● **Work to complete**: Could you repeat all of the entries below, character for character?

--- Provided entries Enclosed Below ---

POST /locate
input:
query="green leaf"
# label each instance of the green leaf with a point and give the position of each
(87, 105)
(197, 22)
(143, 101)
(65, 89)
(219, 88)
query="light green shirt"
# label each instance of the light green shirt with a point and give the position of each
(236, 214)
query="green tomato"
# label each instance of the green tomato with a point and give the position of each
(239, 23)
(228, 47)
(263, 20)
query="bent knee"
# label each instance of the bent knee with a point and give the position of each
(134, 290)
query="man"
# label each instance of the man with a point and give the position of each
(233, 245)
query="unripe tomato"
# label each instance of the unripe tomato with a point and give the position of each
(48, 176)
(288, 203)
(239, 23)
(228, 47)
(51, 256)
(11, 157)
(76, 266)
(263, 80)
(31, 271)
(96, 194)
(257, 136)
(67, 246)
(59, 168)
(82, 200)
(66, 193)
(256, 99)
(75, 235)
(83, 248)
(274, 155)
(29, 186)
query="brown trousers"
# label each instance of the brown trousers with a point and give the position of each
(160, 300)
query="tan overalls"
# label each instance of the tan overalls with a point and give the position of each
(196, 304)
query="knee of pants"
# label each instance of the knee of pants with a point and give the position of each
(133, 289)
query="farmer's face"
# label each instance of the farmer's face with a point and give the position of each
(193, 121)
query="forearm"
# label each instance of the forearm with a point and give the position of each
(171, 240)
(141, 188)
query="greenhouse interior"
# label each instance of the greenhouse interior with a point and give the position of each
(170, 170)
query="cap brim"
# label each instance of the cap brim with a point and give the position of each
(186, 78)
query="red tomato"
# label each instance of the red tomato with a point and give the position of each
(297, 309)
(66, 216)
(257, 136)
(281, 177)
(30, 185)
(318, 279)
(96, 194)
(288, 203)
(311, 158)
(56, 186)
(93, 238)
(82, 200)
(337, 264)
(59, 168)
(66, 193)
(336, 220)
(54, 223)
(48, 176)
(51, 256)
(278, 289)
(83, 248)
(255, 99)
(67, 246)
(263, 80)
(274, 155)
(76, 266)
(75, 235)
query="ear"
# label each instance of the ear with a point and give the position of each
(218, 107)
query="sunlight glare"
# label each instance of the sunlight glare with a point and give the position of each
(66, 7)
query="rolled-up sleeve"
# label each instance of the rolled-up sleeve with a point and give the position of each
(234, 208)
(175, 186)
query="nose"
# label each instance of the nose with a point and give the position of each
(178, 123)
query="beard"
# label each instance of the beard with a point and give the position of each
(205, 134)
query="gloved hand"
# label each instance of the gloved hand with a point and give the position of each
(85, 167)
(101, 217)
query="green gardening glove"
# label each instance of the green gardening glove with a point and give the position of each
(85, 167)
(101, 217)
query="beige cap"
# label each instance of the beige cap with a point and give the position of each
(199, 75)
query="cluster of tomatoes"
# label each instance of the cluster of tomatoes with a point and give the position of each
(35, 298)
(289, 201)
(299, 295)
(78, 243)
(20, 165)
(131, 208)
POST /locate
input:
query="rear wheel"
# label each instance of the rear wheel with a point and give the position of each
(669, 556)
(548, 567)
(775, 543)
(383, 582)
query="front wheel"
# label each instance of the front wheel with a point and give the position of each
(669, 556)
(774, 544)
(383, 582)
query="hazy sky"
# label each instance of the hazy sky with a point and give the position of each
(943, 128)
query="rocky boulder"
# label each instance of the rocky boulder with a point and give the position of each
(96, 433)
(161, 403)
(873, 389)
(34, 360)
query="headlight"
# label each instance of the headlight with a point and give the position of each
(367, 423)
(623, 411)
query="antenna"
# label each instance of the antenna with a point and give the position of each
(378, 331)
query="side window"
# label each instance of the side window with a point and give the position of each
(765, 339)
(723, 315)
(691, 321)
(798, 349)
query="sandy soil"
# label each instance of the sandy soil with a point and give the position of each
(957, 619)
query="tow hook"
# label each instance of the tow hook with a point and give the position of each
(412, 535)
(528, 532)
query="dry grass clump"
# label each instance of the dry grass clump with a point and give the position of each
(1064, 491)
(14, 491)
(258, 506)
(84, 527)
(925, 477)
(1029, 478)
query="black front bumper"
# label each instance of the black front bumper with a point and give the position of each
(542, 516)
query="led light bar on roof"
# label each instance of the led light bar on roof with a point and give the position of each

--- End of Enclosed Provided entries ---

● **Your response**:
POST /locate
input:
query="green leaf"
# label each instance of the green leaf with a point and give the position of each
(87, 105)
(197, 22)
(143, 101)
(65, 89)
(219, 88)
query="light green shirt"
# label each instance of the light green shirt with a point and give the position of each
(236, 214)
query="green tomato"
# label each instance of the green tomato with a point and give the position of each
(239, 23)
(228, 47)
(263, 20)
query="bent knee"
# label each instance of the bent knee with a point and give the position of each
(134, 290)
query="man"
# label each instance of the man with a point and give the position of each
(233, 245)
query="unripe tomato"
# label each instance of the unripe tomato with a point and give the position of each
(48, 176)
(288, 203)
(239, 23)
(228, 47)
(51, 256)
(11, 157)
(76, 266)
(263, 80)
(31, 271)
(96, 194)
(257, 136)
(67, 246)
(59, 168)
(82, 200)
(66, 193)
(256, 99)
(75, 235)
(83, 248)
(274, 155)
(29, 186)
query="brown trousers"
# label each instance of the brown trousers with a point and give the position of each
(160, 300)
query="tan overalls"
# label each instance of the tan overalls with a point and give the position of each
(196, 304)
query="knee of pants"
# label each instance of the knee of pants with a point and give the position of each
(133, 289)
query="farmer's face"
# label each instance of the farmer's face with a point and give the position of each
(193, 121)
query="forearm"
# label each instance of the forearm with a point and give the position of each
(171, 240)
(141, 188)
query="greenhouse interior"
# label each instance of the greenhouse interior with a point and give the position of each
(170, 170)
query="cap brim"
# label each instance of the cap brim with a point and give the position of each
(186, 78)
query="red tomato"
# label each instance of the red tomato with a point and give the position of each
(297, 309)
(66, 216)
(257, 136)
(281, 177)
(30, 185)
(318, 279)
(96, 194)
(288, 203)
(311, 158)
(56, 186)
(93, 238)
(82, 200)
(337, 264)
(59, 168)
(66, 193)
(336, 220)
(54, 223)
(48, 176)
(51, 256)
(278, 289)
(83, 248)
(255, 99)
(67, 246)
(263, 80)
(274, 155)
(76, 266)
(75, 235)
query="ear"
# label each instance of the ear with a point and give the position of each
(218, 107)
query="sunlight glare"
# label each instance of the sunlight glare with a point and give the position of each
(66, 7)
query="rolled-up sleeve"
# label each instance of the rolled-up sleeve with a point and give the position of each
(234, 208)
(175, 186)
query="nose"
# label each instance of the nose with a point and give the position of each
(178, 123)
query="beard"
# label each instance of the beard with a point and give the position of each
(205, 134)
query="gloved hand"
# label each instance of the gloved hand with a point and give the position of each
(85, 167)
(101, 217)
query="green gardening glove"
# label each instance of the green gardening glove with a point and give the position of each
(85, 167)
(101, 217)
query="beige cap"
# label each instance of the beige cap with a point and give the position of each
(199, 75)
query="cluster of tomatoes"
# label each instance of the cluster of tomatoes with a point and give the position of each
(35, 298)
(289, 201)
(299, 295)
(78, 243)
(20, 165)
(131, 208)
POST /locate
input:
query="rear wheel"
# label each instance of the rear wheel with a point and give the position of each
(669, 556)
(548, 567)
(775, 543)
(383, 582)
query="front wheel"
# label each instance of the front wheel with a point and give the position of each
(669, 556)
(774, 544)
(383, 582)
query="hazy sky"
# label each instance of the hazy sky with a point and give the position of each
(943, 128)
query="rocky boulder"
# label each instance of the rocky boulder with a point and give the position of each
(96, 433)
(161, 403)
(873, 389)
(34, 360)
query="headlight"
# label each instance of the headlight with a point and give the position of each
(367, 423)
(623, 411)
query="antenna"
# label each instance of the antenna with a point and give the position of each
(378, 331)
query="side window"
# label each instance of the side window with a point and give the position of each
(765, 339)
(723, 315)
(691, 321)
(798, 349)
query="sandy soil"
# label each instance of the sandy soil with a point and give the position of each
(957, 619)
query="tow hook"
# label each instance of the tow hook with a point and give the position of each
(412, 535)
(528, 532)
query="dry grass clump"
# label each instance of the dry grass clump with a point and give the position of each
(1064, 491)
(14, 491)
(258, 506)
(84, 527)
(925, 477)
(1029, 478)
query="black front bumper"
# label each instance of the black front bumper with a point and give the position of each
(542, 516)
query="led light bar on roof"
# label each instance of the led light bar on roof with a point and give the position of each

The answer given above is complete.